PROMPT - Print the entries below word for word; the pictures stay out of your copy.

Records of labeled points

+--

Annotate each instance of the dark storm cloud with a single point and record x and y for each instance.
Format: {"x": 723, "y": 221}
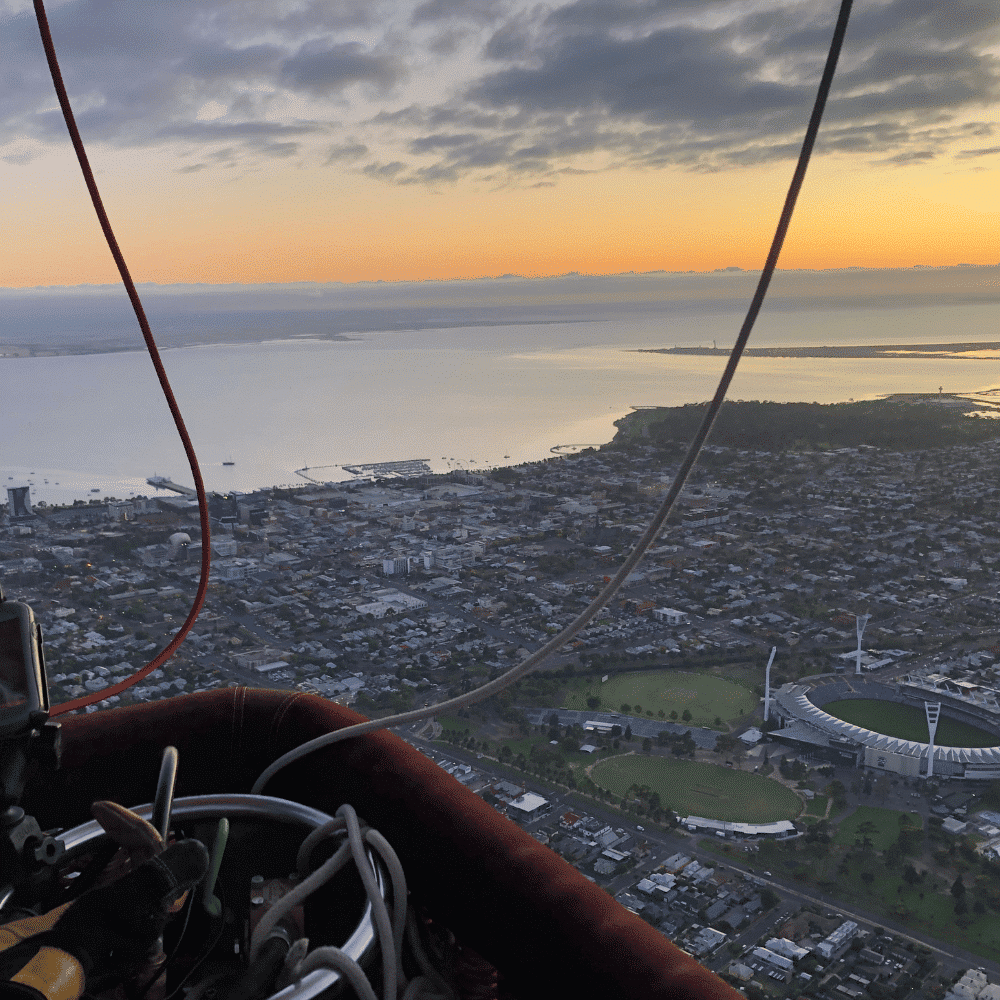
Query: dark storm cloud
{"x": 325, "y": 70}
{"x": 715, "y": 85}
{"x": 483, "y": 11}
{"x": 521, "y": 88}
{"x": 968, "y": 154}
{"x": 139, "y": 73}
{"x": 346, "y": 151}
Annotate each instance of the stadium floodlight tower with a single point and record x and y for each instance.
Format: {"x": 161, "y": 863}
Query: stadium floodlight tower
{"x": 767, "y": 684}
{"x": 933, "y": 712}
{"x": 862, "y": 621}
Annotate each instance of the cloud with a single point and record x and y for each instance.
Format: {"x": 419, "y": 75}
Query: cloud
{"x": 669, "y": 83}
{"x": 346, "y": 151}
{"x": 324, "y": 70}
{"x": 513, "y": 91}
{"x": 968, "y": 154}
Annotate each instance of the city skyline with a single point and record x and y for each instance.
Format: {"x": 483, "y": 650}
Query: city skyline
{"x": 408, "y": 141}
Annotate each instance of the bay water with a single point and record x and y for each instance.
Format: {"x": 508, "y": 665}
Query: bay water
{"x": 86, "y": 426}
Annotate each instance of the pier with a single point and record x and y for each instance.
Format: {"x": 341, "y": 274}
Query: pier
{"x": 162, "y": 483}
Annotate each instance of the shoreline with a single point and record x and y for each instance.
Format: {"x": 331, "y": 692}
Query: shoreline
{"x": 964, "y": 351}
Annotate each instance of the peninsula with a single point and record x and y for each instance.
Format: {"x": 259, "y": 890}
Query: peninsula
{"x": 972, "y": 350}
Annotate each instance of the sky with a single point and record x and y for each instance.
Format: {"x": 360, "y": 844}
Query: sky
{"x": 238, "y": 141}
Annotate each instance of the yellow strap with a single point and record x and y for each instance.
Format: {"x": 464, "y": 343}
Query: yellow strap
{"x": 56, "y": 974}
{"x": 17, "y": 930}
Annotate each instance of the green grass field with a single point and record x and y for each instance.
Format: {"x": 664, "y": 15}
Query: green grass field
{"x": 695, "y": 789}
{"x": 454, "y": 722}
{"x": 908, "y": 723}
{"x": 885, "y": 821}
{"x": 703, "y": 695}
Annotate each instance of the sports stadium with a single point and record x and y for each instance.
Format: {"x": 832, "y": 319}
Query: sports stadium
{"x": 807, "y": 725}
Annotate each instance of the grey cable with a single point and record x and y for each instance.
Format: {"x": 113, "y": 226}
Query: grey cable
{"x": 380, "y": 913}
{"x": 315, "y": 836}
{"x": 299, "y": 894}
{"x": 400, "y": 900}
{"x": 334, "y": 958}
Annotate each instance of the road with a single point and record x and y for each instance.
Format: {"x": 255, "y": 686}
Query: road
{"x": 663, "y": 845}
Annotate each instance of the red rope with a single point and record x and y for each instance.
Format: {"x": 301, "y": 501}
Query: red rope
{"x": 147, "y": 333}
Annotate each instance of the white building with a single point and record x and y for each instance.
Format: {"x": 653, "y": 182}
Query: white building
{"x": 671, "y": 616}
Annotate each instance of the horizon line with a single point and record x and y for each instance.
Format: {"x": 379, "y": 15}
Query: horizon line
{"x": 725, "y": 271}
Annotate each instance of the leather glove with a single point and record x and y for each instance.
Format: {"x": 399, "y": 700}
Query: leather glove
{"x": 107, "y": 931}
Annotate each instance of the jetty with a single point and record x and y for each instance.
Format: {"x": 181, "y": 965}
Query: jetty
{"x": 162, "y": 483}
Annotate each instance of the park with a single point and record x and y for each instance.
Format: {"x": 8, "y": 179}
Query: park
{"x": 706, "y": 699}
{"x": 692, "y": 788}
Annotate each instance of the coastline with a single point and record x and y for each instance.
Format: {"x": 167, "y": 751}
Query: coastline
{"x": 967, "y": 351}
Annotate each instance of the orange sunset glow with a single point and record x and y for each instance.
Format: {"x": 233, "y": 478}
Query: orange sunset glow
{"x": 340, "y": 153}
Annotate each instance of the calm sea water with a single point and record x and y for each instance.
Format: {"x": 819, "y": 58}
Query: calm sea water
{"x": 471, "y": 397}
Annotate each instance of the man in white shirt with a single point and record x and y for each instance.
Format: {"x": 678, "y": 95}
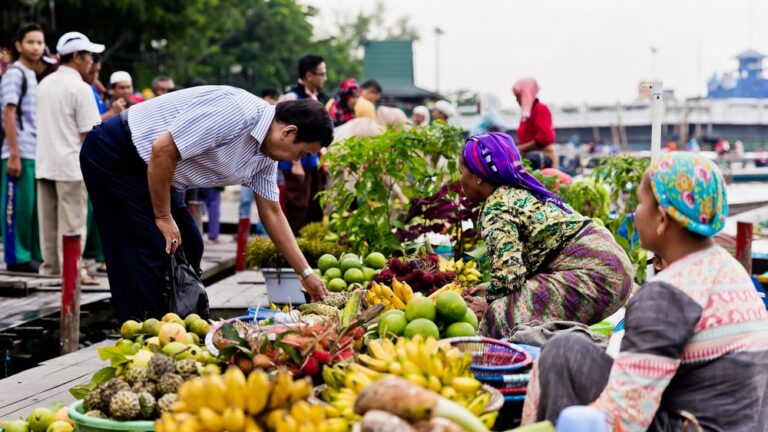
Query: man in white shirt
{"x": 66, "y": 112}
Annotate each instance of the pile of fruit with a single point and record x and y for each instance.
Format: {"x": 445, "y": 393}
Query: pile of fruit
{"x": 426, "y": 362}
{"x": 258, "y": 402}
{"x": 54, "y": 419}
{"x": 422, "y": 273}
{"x": 466, "y": 273}
{"x": 142, "y": 393}
{"x": 349, "y": 271}
{"x": 302, "y": 346}
{"x": 392, "y": 298}
{"x": 445, "y": 314}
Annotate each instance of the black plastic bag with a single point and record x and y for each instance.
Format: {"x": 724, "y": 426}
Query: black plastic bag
{"x": 186, "y": 293}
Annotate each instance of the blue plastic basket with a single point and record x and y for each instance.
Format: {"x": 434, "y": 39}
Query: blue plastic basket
{"x": 492, "y": 356}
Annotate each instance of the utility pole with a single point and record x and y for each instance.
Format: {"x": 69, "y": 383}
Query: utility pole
{"x": 438, "y": 32}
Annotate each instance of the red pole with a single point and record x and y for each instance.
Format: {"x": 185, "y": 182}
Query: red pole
{"x": 744, "y": 245}
{"x": 70, "y": 294}
{"x": 243, "y": 228}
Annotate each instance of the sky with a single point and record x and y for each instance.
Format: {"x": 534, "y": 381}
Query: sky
{"x": 580, "y": 51}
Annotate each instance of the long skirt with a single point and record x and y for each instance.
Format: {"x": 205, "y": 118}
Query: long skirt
{"x": 589, "y": 280}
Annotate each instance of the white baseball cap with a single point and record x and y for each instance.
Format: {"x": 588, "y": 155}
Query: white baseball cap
{"x": 74, "y": 41}
{"x": 120, "y": 76}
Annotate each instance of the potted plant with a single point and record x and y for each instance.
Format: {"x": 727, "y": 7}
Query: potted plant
{"x": 283, "y": 285}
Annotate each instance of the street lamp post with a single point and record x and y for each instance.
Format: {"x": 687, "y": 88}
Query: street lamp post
{"x": 438, "y": 32}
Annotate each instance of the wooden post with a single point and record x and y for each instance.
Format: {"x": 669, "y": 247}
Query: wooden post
{"x": 243, "y": 229}
{"x": 196, "y": 209}
{"x": 744, "y": 245}
{"x": 70, "y": 294}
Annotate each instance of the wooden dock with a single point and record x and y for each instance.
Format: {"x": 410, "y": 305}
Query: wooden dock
{"x": 48, "y": 383}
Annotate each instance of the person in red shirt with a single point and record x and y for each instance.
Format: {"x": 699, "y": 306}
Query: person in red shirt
{"x": 535, "y": 134}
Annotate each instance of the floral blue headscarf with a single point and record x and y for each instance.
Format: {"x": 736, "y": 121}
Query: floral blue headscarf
{"x": 692, "y": 191}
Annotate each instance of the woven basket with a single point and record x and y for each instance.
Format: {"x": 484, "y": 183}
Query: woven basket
{"x": 491, "y": 356}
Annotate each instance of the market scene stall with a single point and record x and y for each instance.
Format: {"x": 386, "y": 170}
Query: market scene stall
{"x": 204, "y": 258}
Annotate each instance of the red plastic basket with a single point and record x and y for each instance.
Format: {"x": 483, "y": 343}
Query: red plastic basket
{"x": 492, "y": 356}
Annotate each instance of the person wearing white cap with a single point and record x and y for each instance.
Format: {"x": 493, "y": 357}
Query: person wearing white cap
{"x": 66, "y": 112}
{"x": 121, "y": 88}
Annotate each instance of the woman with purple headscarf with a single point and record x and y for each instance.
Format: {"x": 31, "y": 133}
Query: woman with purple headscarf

+--

THE SOLUTION -
Annotate each instance of the dark storm cloud with a single point and record x and y for each instance.
Format: {"x": 723, "y": 221}
Query: dark storm cloud
{"x": 325, "y": 70}
{"x": 715, "y": 85}
{"x": 483, "y": 11}
{"x": 521, "y": 88}
{"x": 968, "y": 154}
{"x": 139, "y": 73}
{"x": 346, "y": 151}
Annotate each instance of the stadium floodlight tower with a single point and record x and y for each instance.
Format: {"x": 161, "y": 863}
Query: stadium floodlight tower
{"x": 767, "y": 684}
{"x": 933, "y": 712}
{"x": 862, "y": 621}
Annotate each instance of the cloud with a single point and record x and y for each instance.
Format: {"x": 419, "y": 75}
Query: cloud
{"x": 669, "y": 83}
{"x": 346, "y": 151}
{"x": 324, "y": 70}
{"x": 513, "y": 91}
{"x": 968, "y": 154}
Annotate each instance of the city skyline with a single point and record x and y for each instance.
Format: {"x": 483, "y": 650}
Query: city skyline
{"x": 408, "y": 141}
Annotate each instance of the bay water with a single point and record x and y for each instance.
Format: {"x": 508, "y": 665}
Query: bay water
{"x": 86, "y": 426}
Annotate each instance of the pier with a single point and record x and y for each instance.
Format: {"x": 341, "y": 274}
Query: pier
{"x": 162, "y": 483}
Annotate each instance of the shoreline with a single point and record x and y for each instance.
Format: {"x": 331, "y": 692}
Query: shoreline
{"x": 964, "y": 351}
Annotate each instance of the peninsula with a single point and record x and y for each instance.
Format: {"x": 259, "y": 890}
Query: peninsula
{"x": 972, "y": 350}
Annotate each instance of the sky with a single point and record x and y for each instance.
Format: {"x": 360, "y": 844}
Query: sky
{"x": 238, "y": 141}
Annotate each instance of the yellow strap with a single point and record x and y for each instance.
Format: {"x": 464, "y": 343}
Query: yellow strap
{"x": 56, "y": 974}
{"x": 17, "y": 930}
Annotate each instance of the green grass field with a single point and record x and y for each instance.
Format: {"x": 664, "y": 15}
Query: green grass field
{"x": 695, "y": 789}
{"x": 454, "y": 722}
{"x": 908, "y": 723}
{"x": 885, "y": 821}
{"x": 703, "y": 695}
Annotate each instance of the sports stadium with a single point and record x and y for each instance.
Format: {"x": 832, "y": 319}
Query: sports stadium
{"x": 807, "y": 725}
Annotate each instance of the grey cable with a single point and record x and y for each instance.
Format: {"x": 113, "y": 226}
Query: grey cable
{"x": 380, "y": 913}
{"x": 315, "y": 836}
{"x": 299, "y": 894}
{"x": 400, "y": 900}
{"x": 334, "y": 958}
Annotate each instance of the road with a single point and record x and y for each instance.
Format: {"x": 255, "y": 686}
Query: road
{"x": 663, "y": 845}
Annotate each instance of the red rope with a single point and record x and y for each instance.
Format: {"x": 301, "y": 501}
Query: red rope
{"x": 147, "y": 333}
Annotate each instance of the white building with a single point and record x and y for each instance.
Format: {"x": 653, "y": 182}
Query: white building
{"x": 671, "y": 616}
Annotate each instance of the horizon line with a single point and record x and y for each instance.
Format: {"x": 379, "y": 15}
Query: horizon line
{"x": 725, "y": 271}
Annotate each instance of the leather glove with a single point and record x and y for each instance.
Format: {"x": 399, "y": 700}
Query: leather glove
{"x": 107, "y": 931}
Annotate each instance of the jetty with a single point and record x and y for each instance.
Format: {"x": 181, "y": 965}
Query: jetty
{"x": 162, "y": 483}
Annotate each instance of the park with a single point and record x and y for each instance.
Format: {"x": 8, "y": 179}
Query: park
{"x": 706, "y": 699}
{"x": 692, "y": 788}
Annotate each instance of the coastline with a single point and record x and y for each instance.
Format: {"x": 167, "y": 751}
Query: coastline
{"x": 967, "y": 351}
Annotate each instance of the orange sunset glow with a single point and record x and y for each instance.
Format: {"x": 233, "y": 478}
Query: orange sunset glow
{"x": 340, "y": 153}
Annotate each instance of the calm sea water with a single point and record x and y for each instance.
Format: {"x": 819, "y": 58}
Query: calm sea water
{"x": 471, "y": 397}
Annotate each instance of the man in white shirt with a single point and record x and y for each instance.
Format: {"x": 678, "y": 95}
Query: man in white shirt
{"x": 66, "y": 112}
Annotate each instance of the pile of fruit with a single point and record x and y for each instance.
Format: {"x": 445, "y": 393}
Query: pile of fruit
{"x": 426, "y": 362}
{"x": 258, "y": 402}
{"x": 54, "y": 419}
{"x": 422, "y": 273}
{"x": 466, "y": 273}
{"x": 142, "y": 393}
{"x": 349, "y": 271}
{"x": 302, "y": 346}
{"x": 392, "y": 298}
{"x": 445, "y": 314}
Annotate each instance of the black plastic bag with a single point and record x and y for each instance.
Format: {"x": 724, "y": 426}
Query: black plastic bag
{"x": 186, "y": 293}
Annotate each instance of the blue plastic basket with a single point and record x and y for each instance.
Format: {"x": 434, "y": 39}
Query: blue plastic basket
{"x": 492, "y": 356}
Annotate each instance of the utility pole with a single point and record x and y for each instance.
Format: {"x": 69, "y": 383}
Query: utility pole
{"x": 438, "y": 32}
Annotate each instance of the red pole with a single point and record x and y for each instance.
Format: {"x": 185, "y": 182}
Query: red pole
{"x": 744, "y": 245}
{"x": 70, "y": 294}
{"x": 243, "y": 228}
Annotate each instance of the sky with a single point and record x and y for each instance.
Format: {"x": 534, "y": 381}
Query: sky
{"x": 580, "y": 51}
Annotate each instance of the long skirt with a single point and record x and y for each instance.
Format: {"x": 205, "y": 118}
Query: long skirt
{"x": 589, "y": 280}
Annotate each instance of the white baseball cap with a single point and record x and y for each instance.
Format: {"x": 588, "y": 155}
Query: white baseball cap
{"x": 74, "y": 41}
{"x": 120, "y": 76}
Annotate each instance of the potted plant with a single point and record x and y for each instance.
Format: {"x": 727, "y": 7}
Query: potted plant
{"x": 283, "y": 285}
Annotate each instance of the street lamp post with a single point and record x and y for each instance.
Format: {"x": 687, "y": 88}
Query: street lamp post
{"x": 438, "y": 32}
Annotate each instance of the wooden post with a single point and record x and y for each instance.
Format: {"x": 669, "y": 247}
Query: wooden post
{"x": 243, "y": 229}
{"x": 196, "y": 209}
{"x": 744, "y": 245}
{"x": 70, "y": 294}
Annotate each instance of the wooden dock with a single point and record x and y for each instance.
Format: {"x": 410, "y": 305}
Query: wooden dock
{"x": 48, "y": 383}
Annotate each instance of the person in red shirt with a single point and record x and y for each instance.
Format: {"x": 699, "y": 306}
Query: person in red shirt
{"x": 535, "y": 134}
Annotate each instance of the floral blue headscarf with a single point and record x and y for each instance.
Format: {"x": 736, "y": 121}
Query: floral blue headscarf
{"x": 692, "y": 191}
Annotate each instance of the woven basket with a single point and record x and y for each instance.
Format: {"x": 484, "y": 183}
Query: woven basket
{"x": 491, "y": 356}
Annotate each instance of the market scene stall with a single point and record x and y for each instance.
Format: {"x": 386, "y": 170}
Query: market scene stall
{"x": 204, "y": 258}
Annotate each instance of the red plastic basket with a single point and record x and y for each instance.
Format: {"x": 483, "y": 343}
Query: red plastic basket
{"x": 492, "y": 356}
Annotate each instance of the person wearing white cap with a single point and record x and y for each instance.
Format: {"x": 493, "y": 357}
Query: person wearing white cap
{"x": 66, "y": 112}
{"x": 121, "y": 88}
Annotate each instance of the woman with purple headscarf with a single point and record x and y for each instance.
Format: {"x": 31, "y": 133}
Query: woman with purple headscarf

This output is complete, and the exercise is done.